Key Assumptions in the PASTE Model.

Variable	Assumption	Source
The mix of the morning traffic between commuters and non-commuters (i.e., all other vehicle trips) and the average vehicle occupancy of these two different types of traffic	Commuter/non-commuter split of 80/20 for the morning and 51/49 for the evening; and average vehicle occupancy of 1.09 for commuter traffic and 1.42 for non-commuter traffic, for both morning and evening	Based on the average vehicle occupancies on I-495 from the MDOT study (MDOT, 2020) and regional average vehicle occupancy data from the Metropolitan Washington Council of Governments (MWCOG, 2020a. MWCOG, 2020b)
The split of existing commuter passenger travel into HOV2 and HOV3	90% HOV2, 10% HOV3	Author judgment
The existing temporal distribution of demand (in hourly groupings) of commuters who become passengers in HOV3s and the shape of the demand they pose on the HOTTER lanes after allowing for temporal shift	The existing distribution is drawn in a pattern that is consistent with existing travel demand. The shape of the demand they pose on the HOTTER lanes is consistent with HOT lane experience from data from I-95 HOT lanes in Northern Virginia	HOT lane experience on I-95 HOT lanes in Northern Virginia; data on HOV3 usage for three weeks in May 2022 provided to the authors by Virginia DOT
The level of incentives required for commuting passengers and carpool drivers so that there is sufficient reduction in the total number of drivers leaving home each day	Incentive curves plus a $4.00 supplemental incentive for transit passengers to compensate them for an assumed fare of $4.00 per trip.	Incentive curves developed by Minett et al. (2020) for commuting passengers and drivers; see Figures 1 and 2. The study should be repeated for the catchment area of I-495 to determine local incentive curves.
Share of passengers using transit	50% of all shared travel passengers (i.e., carpooler passengers, vanpool passengers, and transit riders)	Author judgment based on data on shares of transit versus carpooling/vanpooling for commute travel on freeways in the Maryland suburbs of the Washington metro area (MWCOG, 2020b)
Bus capacity (not occupancy)	50 passengers per bus	Author judgment
Bus occupancy	25%–80% depending on hour within the peak period	Author judgment
The toll rate per mile for the morning and evening peak periods	A maximum rate per mile was determined for each peak period, that would apply when only 10 percent of the HOTTER lane capacity was available. The maximum rate was then reduced by a fixed amount for each additional five percent of HOTTER lane capacity availability.	Author judgment based on review of other tolled facilities. The average weekday toll per trip on the proposed I-270 HOT lanes in Maryland is estimated at $3.44 southbound and $4.42 northbound for the 2021 model year in 2021 dollars for an average trip of 7 miles (MDOT Maryland Department of Transportation, 2022b). This amounts to an average toll rate of 50–60 cents per mile. The weekday peak hour toll rate for a 10-mile trip on the SR 91 express lanes in Orange County, CA is $7.00 or 70 cents per mile (https://www.octa.net/91-Express-Lanes/Toll-Schedules/). These rates are held constant in real 2021 dollars for both 2017 and 2040.

◆ **MATERIAL**
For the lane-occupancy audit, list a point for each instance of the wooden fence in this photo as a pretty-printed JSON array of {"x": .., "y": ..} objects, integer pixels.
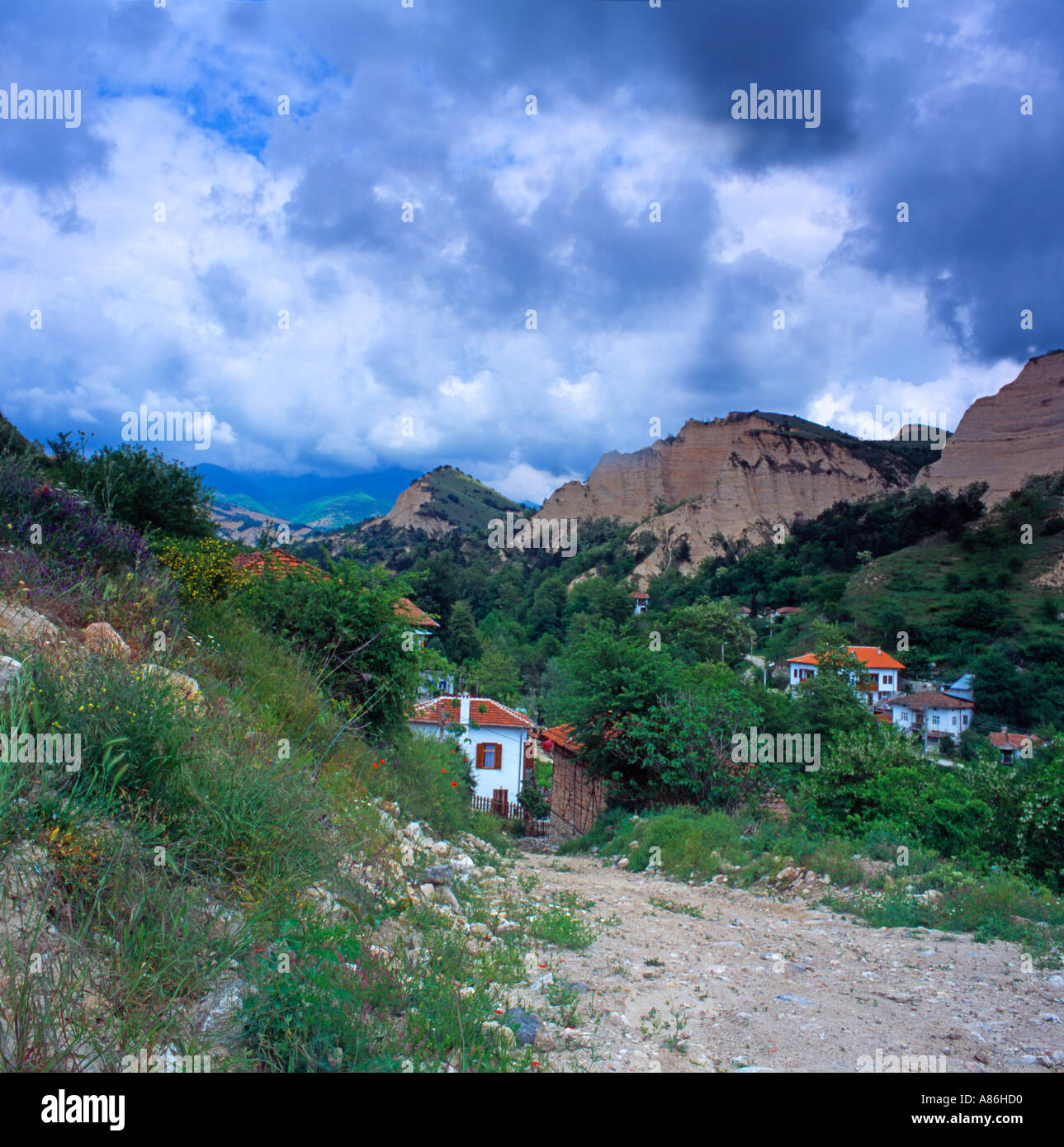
[{"x": 499, "y": 805}]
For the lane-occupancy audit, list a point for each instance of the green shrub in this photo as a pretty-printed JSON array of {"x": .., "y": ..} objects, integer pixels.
[{"x": 203, "y": 569}]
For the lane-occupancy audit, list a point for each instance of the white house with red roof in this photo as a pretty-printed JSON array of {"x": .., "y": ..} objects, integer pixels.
[
  {"x": 932, "y": 715},
  {"x": 494, "y": 738},
  {"x": 422, "y": 624},
  {"x": 884, "y": 673}
]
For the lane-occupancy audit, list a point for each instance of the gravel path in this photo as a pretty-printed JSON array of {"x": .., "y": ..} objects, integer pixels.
[{"x": 754, "y": 982}]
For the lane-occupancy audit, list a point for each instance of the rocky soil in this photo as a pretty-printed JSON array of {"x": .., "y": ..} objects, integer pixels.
[{"x": 723, "y": 979}]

◆ **TASK OBJECTIVE**
Could you continue the table of key assumptions in the PASTE model, starting after its final row on toll rates?

◆ **THE ANSWER**
The average number of miles per trip that the toll would apply to	15 miles on the freeway	Author judgment based on regional average commute trip length of 19 miles for suburban trips (MWCOG, 2020b)
The value, per mile, of time saved by toll payers, transit riders and HOV3 users as they travel in uncongested conditions on the HOTTER lanes compared with driving in the congested general-purpose lanes	Average hourly value of $16.40 for time savings; travel time saved calculated from average speeds on the general-purpose lanes and HOTTER lanes, including buffer time savings of 25%–50% because HOT lane users generally perceive that they save more time than average speeds would suggest.	Value of time savings from USDOT guidance (USDOT, 2022) and buffer time based on author judgement.
The proportion of morning transit riders and HOV3 users that will return during the 4 afternoon peak hours, and their pattern of hourly demand	All morning transit riders and HOV3 users will return during the afternoon peak hours; their pattern of hourly demand is based on the I-95 HOT facility in Northern Virginia	Author judgment and data from I-95 HOT lanes in Northern Virginia obtained from Virginia DOT.
The costs of providing operational services, including collecting tolls and paying out incentives and managing the carpool program	Carpool program operation cost of $0.25 per carpool participant, and toll collection cost of $0.20 per toll collected	Carpool program cost based on a small-scale app-based on-demand carpool pilot program implemented in San Francisco (FTA, 2020) and toll collection cost based on information in FHWA’s TRUCE Model (FHWA 2008)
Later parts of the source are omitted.